**PAGE:**
Comment author:gwern
20 February 2013 09:24:34PM
*
4 points
[-]

The tl;dr version is that the effect is going to be small unless you have a very inaccurate test, and it's suspicious to focus on a small effect when there's probably other, larger effects we could be looking at.

Yes, the effect is small in absolute magnitude - if you look at the example SAT shrinking that Vaniver and I were working out, the difference between the male/female shrunk scores is like 5 points although that's probably an underestimate since it's ignoring the difference in variance and only looking at means - but these 5 points could have a big difference depending on how the score is used or what other differences you look at.

For example, not shrinking could lead to a number of girls getting into Harvard that would not have since Harvard has so many applicants and they all have very high SAT scores; there could well be a noticeable effect on the margin. When you're looking at like 30 applications for each seat, 10 SAT points could be the difference between success and failure for a few applicants.

One could probably estimate how many by looking for logistic regressions of 'SAT score vs admission chance', seeing how much 10 points is worth, and multiplying against the number of applicants. 35k applicants in 2011 for 2.16k spots. One logistic regression has a 'model 7' taking into account many factors where going from 1300 to 1600 goes from an odds ratio of 1.907 to 10.381; so if I'm interpreting this right, an extra 10pts on your total SAT is worth an odds ratio of ((10.381 - 1.907) / (1600-1300)) * 10 + 1 = 1.282. So the members of a group given a 10pt gain are each 1.28x more likely to be admitted than they were before; before, they had a 2.16/35 = 6.17% chance, and now they have a (1.28 * 2.16) / 35 = 2.76 / 35 = 7.89% chance. To finish the analysis: if 17.5k boys apply and 17.5k girls apply and 6.17% of the boys are admitted while 7.89% of the girls are admitted, then there will be an extra (17500 * 0.0789) - (17500 * 0.0617) = 301 girls.

**GIVEN TASK 1:**
According to the comment on shrinking SAT scores, why could a gap of only a few points still change who gets into Harvard? Answer in one to three sentences.
**GIVEN TASK 2:**
Carry on the comment about shrinking SAT scores from its last sentence.
The material has nothing to do with the comment on shrinking SAT scores.

**DATA LINES:**
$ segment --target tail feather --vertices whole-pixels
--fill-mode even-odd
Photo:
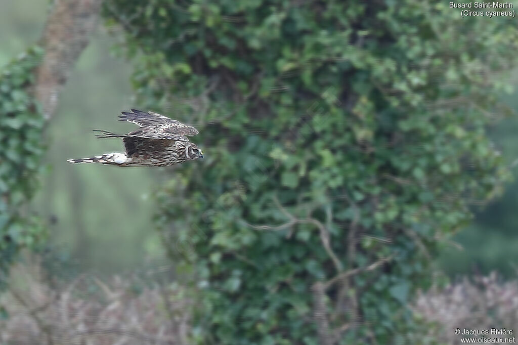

**WRITTEN ANSWER 1:**
Harvard has so many applicants, all with very high SAT scores, that a small difference can have a noticeable effect on the margin. With about 30 applications for each seat, 10 SAT points could decide success or failure for a few applicants.

**WRITTEN ANSWER 2:**
(A boost of more than 1% leading to 301 additional girls on the margin sounds too high to me. Probably I did something wrong in manipulating the odds ratios.)

One could make the same point about means of bell curves differing a little bit: it may lead to next to no real difference towards the middle, but out on the tails it can lead to absurd differentials. I think I once calculated that a difference of one standard deviation in IQ between groups A and B leads to a difference out at 3 deviations for A vs 4 deviations for B, what is usually the cutoff for 'genius', of ~50x. One sd is a lot and certainly not comparable to 10 points on the SAT, but you see what I mean.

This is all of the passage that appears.